The control points are in cafes and you get either a stamp on the card or a sticker to stick in it.


----------



## vernon (28 Mar 2010)

Darkmarkster said:


> I take it youve done it a few times? Whats the route like? What sort of times did you all do it in?



I have done it in five and a half hours finishing in my customary lanterne rouge position in hilly events.

The ride has a minimum average speed of 8km/hr.


----------



## Darkmarkster (29 Mar 2010)

vernon said:


> I have done it in five and a half hours finishing in my customary lanterne rouge position in hilly events.
> 
> The ride has a minimum average speed of 8km/hr.



Ah cool,do you happen to know what the cutoff time limit is? probably about 6/7 hours or something?


----------



## Nuncio (29 Mar 2010)

Darkmarkster said:


> As this is just a short one im assuming that I will be fine just using my commuting road bike with a saddlebag and the usual essentials? or are there requirements that I need to follow and specific items to bring/wear?


As mentioned above, bring a pen.

Audax cycle requirements: "5.3 Machines: (i) Any kind of cycle may be ridden provided that it is propelled solely by human muscular effort." I'm guessing you will be OK with that! Best advice: Use whatever bike you think you will be most comfortable on.

Also note :
"(iii) An event organiser may require full mudguards to be fitted to bicycles and to the single front wheel of tricycles. The requirement for mudguards on an event must be indicated in the AUK Calendar and in the event literature." A quick look at the calendar shows that the 'Leap into the Aire' is not one of them.
Rule (ii) by the way, is that it is your responsibility that the cycle is roadworthy and that it complies with the RTA.

The calendar also shows that the min ave speed is 8kph so you'll have about 6:40. Max speed is 20kph or about 2:40.


----------



## Scoosh (29 Mar 2010)

There's an excellent Intro and FAQ on many things Audax here. Many of the Audax crowd hang around on that other forum ....

I did my first Audax last year, then my second ... it kind of gets to you. 

Each person is riding "on their own", though often you will find someone of similar pace and ride with them for a while; if they stop, there is no need to stay together - you can go on if you wish. You can choose to ride in company or by yourself.

Don't expect feeding stations, tech support nor any other external back-up.


----------



## beastie (30 Mar 2010)

http://www.bikely.com/maps/bike-path/Audax-Leap-Into-the-Aire


----------



## ChristinaJL (30 Mar 2010)

I quite fancy trying a sportive/audax soon, so will be watching with interest to see how you get on with your first one. 

Not sure how to train for one though, as with 2 small kids, most time I get to go out during the week is 1-2 hours per ride.  I must plan some longer rides with husband/kids as back up.


----------



## jimboalee (30 Mar 2010)

With an 8 kmh minimum speed, you may decide to walk up the hills and freewheel down the hills, ie no pedalling at all.


----------



## Scoosh (30 Mar 2010)

● Dataset section:
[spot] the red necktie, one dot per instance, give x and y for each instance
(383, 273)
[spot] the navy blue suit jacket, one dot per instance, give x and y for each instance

● Written tasks:
**a)** Write out everything in the Audax forum thread from "With an 8 kmh" down to "Scoosh (30 Mar 2010)".
**b)** Answer these from the Audax forum thread:
(i) Where are the control points, and what goes on the card there?
(ii) How long did vernon take to finish the ride?
(iii) What does Scoosh say not to expect on the ride?
**c)** Proceed with the Audax forum thread from where it stops.
The material was drawn from a separate source.

● Outputs for the tasks:
**a)**
With an 8 kmh minimum speed, you may decide to walk up the hills and freewheel down the hills, ie no pedalling at all.


----------



## Scoosh (30 Mar 2010)

**b)**
(i) The control points are in cafes, and riders get either a stamp on the card or a sticker to stick in it.
(ii) Five and a half hours.
(iii) Feeding stations, tech support, and any other external back-up.

**c)**
jimboalee said:


> With an 8 kmh minimum speed, you may decide to walk up the hills and freewheel down the hills, ie no pedalling at all.


 !


----------



## Greenbank (30 Mar 2010)

jimboalee said:


> With an 8 kmh minimum speed, you may decide to walk up the hills and freewheel down the hills, ie no pedalling at all.



<OldMathsTrickQuestion>

If you walk up a hill at 4kph how fast do you have to go down the other side to average 8kph overall?


----------



## Darkmarkster (30 Mar 2010)

who needs speed readings,just cycle so hard that there is tears coming from your eyes and your teeth are gritted


----------



## Arch (30 Mar 2010)

vernon said:


> It's a rude awakening for you if you are not used to hills. It's manageable - I can haul my 22 stone carcass around the route though I can't say that I enjoy all of the route. *The post ride catering is legendary though.*
> 
> I received my routesheet yesterday.



This is all I need to know...

I can do hills. Slowly. But round here is very flat, so it takes me a while to get acclimatised. I do go up to Northumberland once a year for a regular weekend gathering, and I cope ok - and that's pretty hilly.

darkmarkster - I expect to have tears in my teeth and my eyes gritted....

Palmersperry, please tell me you got your Malton receipt from the String shop!


----------



## Darkmarkster (30 Mar 2010)

well as long as they are gritted thats all that matters! So it seems that we have quite a few of us up for making this our first Audax then?


----------



## PalmerSperry (30 Mar 2010)

Arch said:


> This is all I need to know...
> 
> I can do hills. Slowly. But round here is very flat, so it takes me a while to get acclimatised. I do go up to Northumberland once a year for a regular weekend gathering, and I cope ok - and that's pretty hilly.



Cycle up from York to Coxwold, cycle over the hill that is Coxwold? Repeat as often as desired! :-) You can even "justify" it as rec'y for part of the LEL route? 



Arch said:


> Palmersperry, please tell me you got your Malton receipt from the String shop!



Alas, no ... It was from the Co-Op(?) and probably for a Red-Bull!


----------



## Arch (30 Mar 2010)

PalmerSperry said:


> Cycle up from York to Coxwold, cycle over the hill that is Coxwold? Repeat as often as desired! :-) You can even "justify" it as rec'y for part of the LEL route?



Ah yes, by way of Crayke....


----------



## vernon (31 Mar 2010)

beastie said:


> http://www.bikely.com/maps/bike-path/Audax-Leap-Into-the-Aire



I'd forgotten that I'd created that route trace.


----------



## PalmerSperry (31 Mar 2010)

Arch said:


> Ah yes, by way of Crayke....



Ah yes, Crayke is in fact the hill I meant! It's been a while, strangely enough, since I cycled there (2007 maybe?) and I got my villages confused!


----------



## Greenbank (31 Mar 2010)

PalmerSperry said:


> Cycle up from York to Coxwold, cycle over the hill that is Coxwold? Repeat as often as desired! :-) You can even "justify" it as rec'y for part of the LEL route?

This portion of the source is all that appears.